TO-DO LIST =
a - Translate this sentence from the passage below about the Strand bookstore into Spanish: "The cover drags me over as soon as I see it."
b - Carry on the passage below about reading Women Who Run With the Wolves, picking up after its final quoted line.

PASSAGE SHOWN =

** BEGIN **

I am in the Strand bookstore when I pick up a Women Who Run With the Wolves by Clarissa Pinkola Estés. The cover drags me over as soon as I see it. It features a woman standing next to a wolf, illuminated next to the byline, “Myths and Stories of the Wild Woman Archetype.” The friends I am with do not understand my immediate attachment to this book, but I know something in it will present some irrevocable change in me. It makes sense. I am on a kick of drawing shamelessly and continuously about being a woman, of learning what it means, and seeking out souls who share a similar interest in recognizing the relentless feminine energy Estés describes as a source of power. Later on, I am reading it on the train when I come upon this passage: “At another extreme, a woman involved in a chemical addiction most definitely has at the back of her mind a set of older sisters who are saying, ‘No! No way! This is bad for the mind and bad for the body. We refuse to continue.’ But the desire to find Paradise draws the woman into the marriage of Bluebeard, the drug dealer of psychic highs.” Then: “What dilemma a woman finds herself in, the voices of the older sisters in her psyche continue to urge her to consciousness and to be wise in her choices. They represent those voices in the back of the mind that whisper the truths that a woman may wish to avoid for they end her fantasy of Paradise Found.”

** END **

PROVIDED DATA =
** BEGIN **

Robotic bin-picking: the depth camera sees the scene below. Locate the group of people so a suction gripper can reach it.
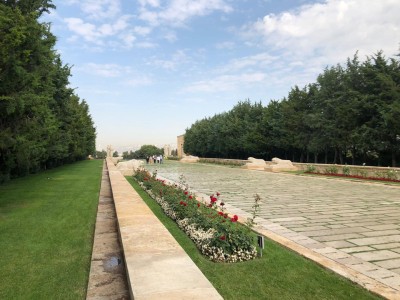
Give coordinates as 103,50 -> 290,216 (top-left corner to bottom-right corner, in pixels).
146,155 -> 163,164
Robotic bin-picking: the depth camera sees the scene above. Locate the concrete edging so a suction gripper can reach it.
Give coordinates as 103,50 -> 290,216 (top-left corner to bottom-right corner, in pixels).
106,158 -> 222,299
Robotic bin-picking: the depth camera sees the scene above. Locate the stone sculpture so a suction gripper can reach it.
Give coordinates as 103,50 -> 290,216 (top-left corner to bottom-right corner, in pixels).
265,157 -> 297,172
243,157 -> 267,171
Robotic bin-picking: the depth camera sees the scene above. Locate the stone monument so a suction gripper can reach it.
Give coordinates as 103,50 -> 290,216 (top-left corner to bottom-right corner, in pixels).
242,157 -> 267,171
265,157 -> 297,172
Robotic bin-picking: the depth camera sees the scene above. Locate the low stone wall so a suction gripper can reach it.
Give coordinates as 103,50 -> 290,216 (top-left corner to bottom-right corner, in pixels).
106,158 -> 222,300
199,157 -> 248,166
293,163 -> 400,178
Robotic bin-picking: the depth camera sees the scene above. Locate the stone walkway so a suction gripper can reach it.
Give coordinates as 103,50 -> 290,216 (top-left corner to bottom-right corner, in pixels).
146,161 -> 400,299
86,164 -> 130,300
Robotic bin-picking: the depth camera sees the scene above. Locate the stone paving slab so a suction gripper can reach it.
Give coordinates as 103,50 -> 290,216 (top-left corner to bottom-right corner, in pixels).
86,164 -> 129,300
107,159 -> 222,300
148,162 -> 400,299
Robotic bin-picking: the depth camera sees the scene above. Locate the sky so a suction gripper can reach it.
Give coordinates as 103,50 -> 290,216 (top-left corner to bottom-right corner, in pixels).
42,0 -> 400,152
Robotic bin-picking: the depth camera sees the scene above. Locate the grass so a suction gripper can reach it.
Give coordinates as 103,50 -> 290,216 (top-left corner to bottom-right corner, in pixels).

** END **

RESPONSES =
a - La portada me arrastra hacia ella en cuanto la veo.

b -
As I try to separate myself from my addiction while working through my grief, this book has become my manual. The Wild Woman archetype—a way of being and living I have always known but never labelled or fully recognized—is the savior of a lifetime. She is the parts of me that propelled me headfirst into survival when my mother passed away, the force that I’d always idealized, and the very spirit I recognized daily in my mom. The Wild Woman is a teacher of constant truths; even as I’ve written this essay over the past few days, I’ve uncovered new pieces of myself that I hadn’t even recognized as gone because I had blocked them out, suppressed them because it was so much easier to not feel all that I could feel.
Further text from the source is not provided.